Begin DATA EXCERPTS
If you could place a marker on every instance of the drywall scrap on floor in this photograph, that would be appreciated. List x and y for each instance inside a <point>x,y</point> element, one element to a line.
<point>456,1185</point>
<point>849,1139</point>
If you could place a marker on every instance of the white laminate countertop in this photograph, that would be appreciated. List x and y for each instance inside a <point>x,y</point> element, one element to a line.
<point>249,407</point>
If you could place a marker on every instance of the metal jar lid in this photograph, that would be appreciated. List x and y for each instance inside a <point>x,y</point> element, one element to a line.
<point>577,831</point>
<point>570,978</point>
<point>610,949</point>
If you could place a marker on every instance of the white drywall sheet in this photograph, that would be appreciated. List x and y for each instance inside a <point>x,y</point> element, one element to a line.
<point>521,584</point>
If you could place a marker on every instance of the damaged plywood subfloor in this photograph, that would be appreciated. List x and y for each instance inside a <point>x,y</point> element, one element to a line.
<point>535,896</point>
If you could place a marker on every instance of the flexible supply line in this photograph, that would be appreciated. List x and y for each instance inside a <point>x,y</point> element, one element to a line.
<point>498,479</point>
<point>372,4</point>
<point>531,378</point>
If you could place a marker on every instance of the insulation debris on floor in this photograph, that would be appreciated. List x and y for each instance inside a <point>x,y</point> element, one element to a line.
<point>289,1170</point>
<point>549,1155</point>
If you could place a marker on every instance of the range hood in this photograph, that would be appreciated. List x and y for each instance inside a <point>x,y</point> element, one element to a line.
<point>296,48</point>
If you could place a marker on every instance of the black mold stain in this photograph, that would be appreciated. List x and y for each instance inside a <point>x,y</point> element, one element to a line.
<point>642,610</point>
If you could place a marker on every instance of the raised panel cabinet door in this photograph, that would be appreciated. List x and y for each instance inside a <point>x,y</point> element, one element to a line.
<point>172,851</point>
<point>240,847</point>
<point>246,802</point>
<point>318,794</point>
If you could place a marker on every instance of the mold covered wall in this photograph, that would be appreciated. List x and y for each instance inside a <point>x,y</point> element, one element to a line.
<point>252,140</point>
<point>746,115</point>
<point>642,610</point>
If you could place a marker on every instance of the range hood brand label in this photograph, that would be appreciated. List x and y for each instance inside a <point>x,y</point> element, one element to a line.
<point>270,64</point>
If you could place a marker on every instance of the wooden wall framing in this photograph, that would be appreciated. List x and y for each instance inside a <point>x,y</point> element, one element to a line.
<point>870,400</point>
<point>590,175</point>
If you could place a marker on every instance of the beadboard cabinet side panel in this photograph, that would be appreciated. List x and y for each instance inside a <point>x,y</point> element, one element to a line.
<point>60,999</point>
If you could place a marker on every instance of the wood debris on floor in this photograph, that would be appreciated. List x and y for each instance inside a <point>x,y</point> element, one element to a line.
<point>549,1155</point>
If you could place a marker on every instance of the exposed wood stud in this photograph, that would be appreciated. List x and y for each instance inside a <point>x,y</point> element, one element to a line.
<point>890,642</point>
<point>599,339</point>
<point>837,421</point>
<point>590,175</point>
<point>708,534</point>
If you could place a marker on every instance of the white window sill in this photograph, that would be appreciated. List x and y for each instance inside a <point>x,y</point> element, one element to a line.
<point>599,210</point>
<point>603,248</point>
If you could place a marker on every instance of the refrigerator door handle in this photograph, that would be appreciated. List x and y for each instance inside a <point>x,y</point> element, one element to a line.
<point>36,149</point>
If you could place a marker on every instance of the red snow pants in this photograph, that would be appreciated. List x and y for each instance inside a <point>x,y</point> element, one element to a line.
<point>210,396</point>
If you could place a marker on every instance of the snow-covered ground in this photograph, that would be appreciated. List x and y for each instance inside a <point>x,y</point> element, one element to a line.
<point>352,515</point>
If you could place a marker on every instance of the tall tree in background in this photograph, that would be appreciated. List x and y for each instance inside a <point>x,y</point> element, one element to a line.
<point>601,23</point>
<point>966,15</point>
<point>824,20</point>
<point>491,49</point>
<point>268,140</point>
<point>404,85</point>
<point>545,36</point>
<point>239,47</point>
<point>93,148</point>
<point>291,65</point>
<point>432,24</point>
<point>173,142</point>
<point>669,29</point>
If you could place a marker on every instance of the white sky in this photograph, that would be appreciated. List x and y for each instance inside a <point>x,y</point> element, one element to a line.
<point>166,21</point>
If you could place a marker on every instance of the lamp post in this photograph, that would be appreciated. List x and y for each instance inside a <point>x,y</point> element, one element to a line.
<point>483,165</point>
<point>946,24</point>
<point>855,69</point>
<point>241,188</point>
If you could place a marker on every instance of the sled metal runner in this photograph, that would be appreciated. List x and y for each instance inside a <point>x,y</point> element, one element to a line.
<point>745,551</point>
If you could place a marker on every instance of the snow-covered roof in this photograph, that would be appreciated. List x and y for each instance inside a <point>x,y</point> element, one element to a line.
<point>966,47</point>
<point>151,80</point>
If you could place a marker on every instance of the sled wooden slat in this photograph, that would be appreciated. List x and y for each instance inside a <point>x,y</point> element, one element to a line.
End DATA EXCERPTS
Substitute "would help" for "would be appreciated" everywhere in the records above, and write them all out again with nothing else changed.

**RESPONSE TO THIS EXERCISE**
If you could place a marker on every instance of the drywall scrap on floor in this photograph, that would help. List x and y for each instance inside a <point>x,y</point> element, one element to a line.
<point>456,1185</point>
<point>849,1139</point>
If you could place a marker on every instance of the white laminate countertop in this photograph, that would help. List x and y for each instance inside a <point>x,y</point> element, one element to a line.
<point>249,407</point>
If you could place a marker on every instance of the metal jar lid in this photograph, that would help. List x and y for each instance inside a <point>x,y</point> element, one element to a line.
<point>577,831</point>
<point>570,978</point>
<point>610,949</point>
If you could place a marker on every instance of the white drywall sheet in this photograph, that would help. List x and y for each instance inside a <point>x,y</point> element, one element to a line.
<point>521,584</point>
If you could place a marker on every instance of the damaged plywood subfloor in this photograph, that would help. List x and y for each instance inside a <point>x,y</point> element, one element to a line.
<point>535,896</point>
If you could place a marker on every instance of the flexible supply line in this photograph, that would help. List x and y for each instance inside a <point>x,y</point> element, one element to a line.
<point>498,479</point>
<point>372,4</point>
<point>531,378</point>
If you could place a marker on every instance of the insulation debris on floor in this photograph, that would help. List x and y for each instance inside a <point>x,y</point> element, one element to a line.
<point>289,1170</point>
<point>549,1155</point>
If you could place a marker on every instance of the range hood in this photograph, that would help. List x and y for each instance inside a <point>x,y</point> element, one element to a line.
<point>296,48</point>
If you could place a marker on every instance of the black mold stain in this photograph, that would help. List x and y for each instance inside a <point>x,y</point> element, one element to a line.
<point>642,610</point>
If you could place a marker on every instance of the raised panel cabinet door in this photograph, that would help. List x and y for each instance inside a <point>x,y</point> element, one element to a line.
<point>172,851</point>
<point>240,847</point>
<point>246,802</point>
<point>318,794</point>
If you could place a marker on every instance of the mold covered wall in this photograph, that would help. List x and y for each instance inside a <point>x,y</point> element, one element to a line.
<point>252,140</point>
<point>746,115</point>
<point>642,610</point>
If you could place a marker on every instance of the range hood brand label in this photograph, that would help. List x and y for each instance inside a <point>x,y</point> element, one element to a line.
<point>270,64</point>
If you could place a marker on every instance of the wooden wall framing in this photograph, that would help. List x and y for each instance inside a <point>x,y</point> element, one element to a line.
<point>870,400</point>
<point>590,175</point>
If you could place a marker on every instance of the beadboard cabinet side panel in this photograph, that would help. List x and y for each instance inside a <point>x,y</point> element, one element to a line.
<point>60,999</point>
If you could place a marker on every instance of the wood debris on floor in this photograph, that would help. List x and y for each instance inside a <point>x,y</point> element, one element to a line.
<point>549,1155</point>
If you could place a marker on every instance of the exposed wood stud in this photograph, that would help. List x and y for each instance inside a <point>x,y</point> element, one element to a line.
<point>890,642</point>
<point>599,339</point>
<point>837,421</point>
<point>590,175</point>
<point>708,534</point>
If you could place a marker on every instance of the white window sill in this photograph, that would help. List x and y for each instance inside a <point>x,y</point> element, one element to a line.
<point>599,210</point>
<point>603,248</point>
If you could place a marker on every instance of the refrigerator door handle in this photograph, that would help. List x and y for each instance inside a <point>x,y</point> element, one element to a line.
<point>36,149</point>
If you could place a marker on every instance of the red snow pants in this photograph, that would help. List x and y for each instance inside a <point>x,y</point> element, one element to a line.
<point>210,396</point>
If you could place a marker on every instance of the snow-covered ground in this photograph, that would help. List x and y for each instance inside a <point>x,y</point> element, one element to a line.
<point>352,515</point>
If you could place a marker on every instance of the tall tree in background in this photograph, that would help. List x and y for each instance inside a <point>x,y</point> element, one element to a line.
<point>601,23</point>
<point>966,15</point>
<point>824,20</point>
<point>491,49</point>
<point>268,140</point>
<point>404,85</point>
<point>545,36</point>
<point>239,47</point>
<point>93,148</point>
<point>291,65</point>
<point>432,24</point>
<point>173,142</point>
<point>669,29</point>
If you could place a marker on every instance of the white sky in this photograph, that would help. List x and y for each instance inside a <point>x,y</point> element, one element to a line.
<point>166,21</point>
If you could place a marker on every instance of the lamp post in this photograph, that would help. List x and y for each instance inside a <point>x,y</point> element, one element to a line.
<point>483,165</point>
<point>946,24</point>
<point>855,69</point>
<point>241,188</point>
If you could place a marker on every instance of the sled metal runner in this photograph, that would help. List x and y for each instance inside a <point>x,y</point> element, one element to a line.
<point>745,551</point>
If you could place a marker on every instance of the snow-covered roof in this photograph, that would help. List x and y for each instance inside a <point>x,y</point> element, one element to a line.
<point>966,47</point>
<point>151,80</point>
If you could place a marker on every instance of the sled wooden slat in this photograph, that would help. List x and y for each instance inside a <point>x,y</point> element, one element to a line.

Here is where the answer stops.